▸ **Aim**: Copy the entries below, swapping "instance" for "item" and leaving everything else unchanged. Leave out the pictures.

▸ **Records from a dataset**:

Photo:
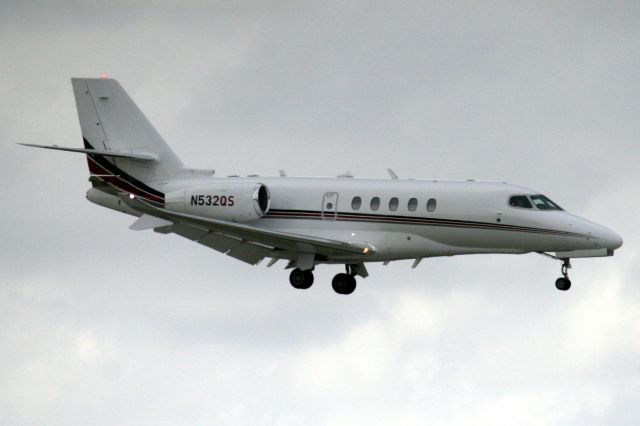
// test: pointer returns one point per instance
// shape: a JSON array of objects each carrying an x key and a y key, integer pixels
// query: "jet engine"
[{"x": 236, "y": 202}]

▸ **Worked solution**:
Photo:
// test: pointer returns one point per item
// shape: a JSON array of objects each carrying an x key and a y key, integer pixels
// query: "jet engine"
[{"x": 236, "y": 202}]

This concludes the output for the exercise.